- _REQUIREMENT A_:
List every state named in the location line of the forum thread on sexless marriage.
- _REQUIREMENT B_:
Rewrite the forum thread on sexless marriage between "Location: Kentucky/Oklahoma/Florida (depends" and "and be patient.", inclusive, replacing "thermostat" with "temperature".

··· DOCUMENT EXCERPT ···

I've heard sex described as grotesque by others on birth control. However, birth control isn't a new thing for her.
Location: Kentucky/Oklahoma/Florida (depends on the time of year)
Posts: 33
Re: Sexless marriage: 24-years-old and married barely a year
I read the thermostat advice and it isn't completely accurate. She is wonderful to me. She always calls and texts me, kisses me, tells me she loves me, but she will not have sex with me. She just seems perfectly happy without it, and expects me to remain sweet and be patient.
Re: Sexless marriage: 24-years-old and married barely a year
Well, hormonal birth control can definitely mess with a woman's libido, usually depressing it. When you mess with your hormones, there's often some kind of repercussion in many people. When I was on bc pills in my early 20's for a few years, and then went off them, my H and I used to joke that the way they worked was by making the woman want to be celibate.
Well, your wife has some hang-ups, doesn't she? Those can be hard to overcome - and SHE has to be the one that needs to want to overcome them. She has to the one in the starring role for that, but YOU get to be the supporting actor in all of this.
What do you think would get her attention enough to care to try something? Would she be willing to go off the bc as an experiment? Would she be willing to go to a MC so that you can start communicating about this? Would she be willing to read any marriage books - there are a lot of good ones that can help describe what sex within marriage means to a man?

··· RECORD EXCERPTS ···

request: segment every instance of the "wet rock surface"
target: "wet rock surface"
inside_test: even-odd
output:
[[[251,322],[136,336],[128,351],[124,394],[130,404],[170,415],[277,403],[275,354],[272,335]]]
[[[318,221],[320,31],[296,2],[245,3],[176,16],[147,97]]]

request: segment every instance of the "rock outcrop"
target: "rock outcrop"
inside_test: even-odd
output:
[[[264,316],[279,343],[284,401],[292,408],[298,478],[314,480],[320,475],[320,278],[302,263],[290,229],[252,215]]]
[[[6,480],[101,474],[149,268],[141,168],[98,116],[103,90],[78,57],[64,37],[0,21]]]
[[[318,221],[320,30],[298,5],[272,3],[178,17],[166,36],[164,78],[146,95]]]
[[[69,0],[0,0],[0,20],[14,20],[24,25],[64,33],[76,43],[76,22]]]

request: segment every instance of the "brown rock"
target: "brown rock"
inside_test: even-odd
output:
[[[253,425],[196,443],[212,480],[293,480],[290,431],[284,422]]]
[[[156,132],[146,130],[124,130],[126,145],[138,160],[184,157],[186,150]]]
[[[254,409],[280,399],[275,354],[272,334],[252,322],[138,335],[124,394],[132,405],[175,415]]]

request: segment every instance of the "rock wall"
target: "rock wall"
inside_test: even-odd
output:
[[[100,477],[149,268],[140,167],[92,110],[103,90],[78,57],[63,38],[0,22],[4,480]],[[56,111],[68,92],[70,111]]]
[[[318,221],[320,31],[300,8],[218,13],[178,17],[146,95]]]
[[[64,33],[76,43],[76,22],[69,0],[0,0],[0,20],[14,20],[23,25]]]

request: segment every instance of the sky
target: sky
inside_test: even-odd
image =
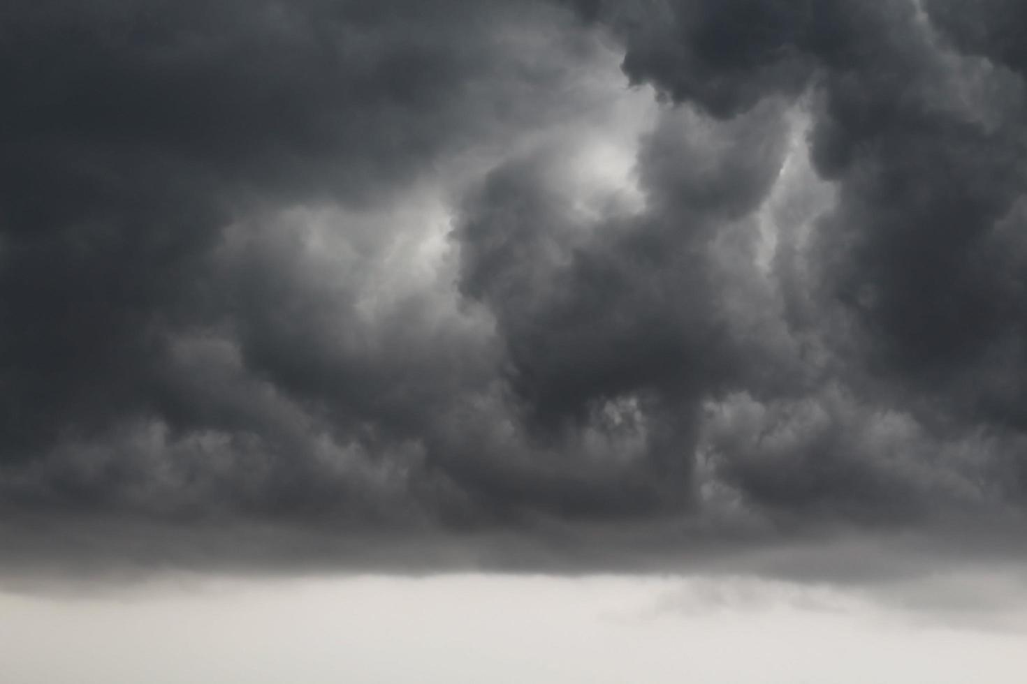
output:
[[[480,681],[464,640],[509,681],[624,681],[621,641],[645,681],[795,681],[805,643],[810,680],[1018,681],[1025,35],[1014,0],[3,3],[5,677],[139,681],[149,625],[191,681],[309,618],[358,681]]]

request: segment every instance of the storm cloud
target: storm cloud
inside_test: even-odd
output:
[[[1027,552],[1016,3],[0,26],[11,572]]]

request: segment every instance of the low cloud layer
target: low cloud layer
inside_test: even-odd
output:
[[[62,4],[0,10],[5,570],[1027,552],[1019,5]]]

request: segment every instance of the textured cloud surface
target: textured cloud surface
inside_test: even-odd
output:
[[[0,26],[5,568],[1027,552],[1019,4]]]

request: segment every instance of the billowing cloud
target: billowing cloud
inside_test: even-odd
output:
[[[2,10],[10,568],[1009,551],[1009,3],[66,5]]]

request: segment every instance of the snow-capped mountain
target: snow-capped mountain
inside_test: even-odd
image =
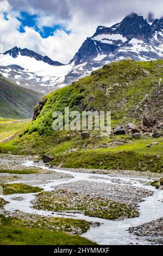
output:
[[[22,86],[47,93],[110,62],[126,58],[145,61],[162,57],[163,19],[148,23],[131,13],[111,27],[98,27],[67,65],[15,47],[0,54],[0,74]]]
[[[62,86],[65,75],[72,68],[72,64],[64,65],[16,46],[0,54],[0,74],[20,86],[45,94]]]

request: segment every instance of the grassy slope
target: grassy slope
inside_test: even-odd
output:
[[[141,114],[146,111],[146,102],[140,105],[141,112],[135,114],[134,111],[147,93],[150,94],[148,101],[153,100],[159,78],[163,75],[162,65],[162,60],[112,63],[93,71],[91,76],[50,94],[36,120],[19,139],[10,142],[11,147],[15,147],[15,149],[18,147],[21,154],[48,154],[54,157],[54,164],[62,163],[65,167],[161,172],[162,139],[143,137],[136,141],[127,136],[104,137],[94,131],[90,138],[83,140],[79,132],[54,132],[52,117],[53,111],[64,111],[64,107],[69,106],[70,110],[111,111],[112,127],[128,122],[140,123]],[[149,72],[149,75],[145,70]],[[162,111],[160,106],[153,110],[155,116],[160,119]],[[115,141],[123,144],[113,149],[102,147],[103,144]],[[146,148],[146,144],[154,141],[159,142],[158,145]],[[4,147],[3,145],[2,152]],[[77,152],[67,152],[74,148]],[[147,157],[144,157],[144,154],[147,154]],[[156,155],[160,157],[156,157]]]
[[[17,227],[14,222],[0,216],[1,245],[91,245],[96,243],[79,236],[41,228]]]
[[[17,86],[0,76],[0,117],[30,118],[33,108],[42,96]]]
[[[14,152],[17,154],[18,149],[13,145],[12,140],[27,128],[30,120],[13,120],[0,118],[0,152]]]

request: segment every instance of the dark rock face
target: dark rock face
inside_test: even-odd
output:
[[[141,134],[139,132],[136,132],[135,133],[133,134],[133,138],[134,138],[134,139],[140,139]]]
[[[143,116],[142,119],[142,125],[146,127],[153,127],[156,123],[154,118],[146,115]]]
[[[40,114],[40,112],[47,101],[47,98],[46,97],[43,97],[41,101],[39,102],[39,104],[36,106],[34,109],[34,115],[33,117],[33,120],[36,120],[38,115]]]
[[[126,134],[124,128],[122,125],[115,128],[113,130],[113,132],[117,135]]]
[[[53,161],[54,158],[45,155],[42,156],[42,159],[44,163],[49,163],[49,162],[51,162],[51,161]]]
[[[120,23],[117,31],[125,37],[134,36],[135,38],[145,39],[150,35],[151,28],[146,19],[144,20],[142,16],[135,13],[131,13]]]
[[[154,138],[159,138],[163,136],[163,133],[160,131],[154,132],[152,134],[152,137]]]
[[[126,130],[130,130],[132,132],[134,133],[140,132],[141,131],[141,129],[138,125],[135,125],[134,124],[130,123],[128,124],[127,126],[125,127]]]
[[[22,56],[30,57],[30,58],[34,58],[36,60],[42,60],[43,62],[53,66],[61,66],[64,65],[60,62],[52,60],[47,56],[43,57],[33,51],[27,49],[27,48],[21,49],[21,48],[18,48],[17,46],[15,46],[12,49],[7,51],[3,54],[4,55],[9,54],[14,58],[16,58],[19,54],[22,55]]]
[[[106,63],[130,58],[135,61],[162,58],[163,19],[148,23],[135,13],[127,15],[120,23],[110,27],[98,26],[95,33],[87,38],[71,60],[75,65],[84,64],[82,72],[70,71],[66,82],[70,83],[85,75],[87,71]],[[139,50],[135,50],[137,45]],[[160,47],[160,51],[157,49]],[[102,56],[103,57],[97,58]]]
[[[82,137],[82,139],[86,139],[89,138],[90,136],[90,134],[89,131],[81,132],[81,136]]]

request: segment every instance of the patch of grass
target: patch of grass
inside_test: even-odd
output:
[[[25,194],[27,193],[37,193],[43,190],[38,187],[34,187],[22,183],[1,184],[3,189],[3,194]]]
[[[4,200],[3,198],[1,198],[0,197],[0,208],[2,208],[6,204],[7,204],[8,202]],[[1,222],[0,222],[1,223]]]
[[[81,211],[85,215],[115,220],[139,216],[136,209],[127,204],[74,193],[65,190],[37,195],[35,208],[54,211]]]
[[[86,232],[92,224],[81,220],[57,217],[47,217],[32,214],[28,215],[27,217],[22,217],[22,219],[10,218],[9,220],[11,224],[17,227],[42,228],[47,230],[61,231],[73,234],[81,234]],[[99,225],[98,223],[93,223],[93,225]]]
[[[96,243],[79,235],[41,228],[17,227],[17,224],[16,222],[0,216],[1,245],[96,245]]]
[[[126,169],[163,172],[163,157],[137,154],[131,151],[111,152],[109,149],[99,149],[71,153],[54,156],[52,164],[62,163],[66,168]]]
[[[2,119],[1,119],[2,120]],[[1,119],[0,119],[1,121]],[[23,131],[29,125],[30,120],[1,121],[0,123],[0,142],[6,142],[13,139]]]
[[[10,173],[11,174],[31,174],[39,173],[40,172],[40,170],[8,170],[0,169],[0,173]]]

···

- _WORKED SOLUTION A_:
Kentucky, Oklahoma, Florida

- _WORKED SOLUTION B_:
Location: Kentucky/Oklahoma/Florida (depends on the time of year)
Posts: 33
Re: Sexless marriage: 24-years-old and married barely a year
I read the temperature advice and it isn't completely accurate. She is wonderful to me. She always calls and texts me, kisses me, tells me she loves me, but she will not have sex with me. She just seems perfectly happy without it, and expects me to remain sweet and be patient.